BEGIN Text shown
Diaries of The Breadman’s Daughter: The Rhythm of Running.

running gearRunning doesn’t come easy for me.  The first few blocks are pure hell.  Psyching myself to go for a run is a marathon in itself.  Each new day is like starting over.  Even after 30 years, it’s still the same.

Before I run there are a few things I do first.  The Monday to Friday pre-run routine and ritual goes something like this:

1. Get up early. 5:00am at the latest. Except for the summer months, it’s dark outside and quiet inside.  The house is hushed and still in the undisturbed darkness before dawn.  Just how I like it.
2. Put on sweatpants and T-shirt or some other comfortable running attire.  These are found heaped on the floor next to the bed where I left them the night before. I prepare ahead.
3. Grope my way through the hallway to the kitchen where I put on the kettle. Sometimes I hit the bathroom first and take a pee.
4. Head to my office where I check emails and cruise through Facebook while the kettle boils.  Sometimes I read a Cowbird story.
5. Make a cup of Tetley’s Orange Pekoe tea. I like how the round bags fit perfectly int the bottom of the Vegas mug D gave me.
6. Practice yoga for an hour.  Because I’m so spiritual I do this in front of the TV.  Depending on my mood it’s either Steven & Chris or CMT. Until January it was CNN but I stopped that because it was counter productive and stressed me out.
7. Make the bed and tidy my office. I hate clutter and can’t get into an unmade bed.  Just one of my many quirks.
8. Make my lunch for work.  This is usually a salad and some kind of protein.  I don’t really care what I eat for lunch just as long as it’s reasonably healthy and doesn’t make me sleepy by two.
9. Boil the kettle again.  Make a cup of coffee spiked with cinnamon. I like to live dangerously.  I also add cream, which is completely over-the-top and edgy.
10. Head back to my office, pull out my latest Hilroy notebook, a blue Bic pen and write my daily letter to God.  This is private.  But possibly some of my best writing.
11. Sip my creamy cinnamon coffee and say my prayers.  I don’t get down on my knees.  This hurts too much.  God knows and doesn’t expect it of me.  We’re pretty tight.
12. If it’s cold out, I throw on my big old grey hoodie with the bleach splatters and pills under the arms.  If it’s warm than the T-shirt is all I need.  I don’t wear a bra.  I like to flop when I run.
13. Head downstairs and lace up my sneakers.  Nothing fancy here.  Nor expensive.  If they aren’t on sale I don’t buy them. One of my best pair of runners came from Zellers. This was before Target took over.
14. Check the clock next to the back door.  I don’t know why I do this. I never check it when I return and I don’t time my runs.  I really don’t care how long it takes.
END Text shown
■ Required work:
1: Rewrite the diary entry's item that begins "Practice yoga for an hour" more briefly, keeping its main facts.
2: According to the diary entry, what is the latest time the writer gets up on weekdays?
3: Reproduce the portion of the diary entry starting at "12. If it’s" and ending at "Target took over.".
The data that comes next is from a different source than the diary entry.
BEGIN Data segment
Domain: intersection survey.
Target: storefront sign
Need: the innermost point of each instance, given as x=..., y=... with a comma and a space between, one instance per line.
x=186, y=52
END Data segment
■ Results:
1: I do an hour of yoga in front of the TV, watching Steven & Chris or CMT depending on my mood. I watched CNN until January but stopped because it stressed me out and was counterproductive.

2: 5:00am.

3:
12. If it’s cold out, I throw on my big old grey hoodie with the bleach splatters and pills under the arms.  If it’s warm than the T-shirt is all I need.  I don’t wear a bra.  I like to flop when I run.
13. Head downstairs and lace up my sneakers.  Nothing fancy here.  Nor expensive.  If they aren’t on sale I don’t buy them. One of my best pair of runners came from Zellers. This was before Target took over.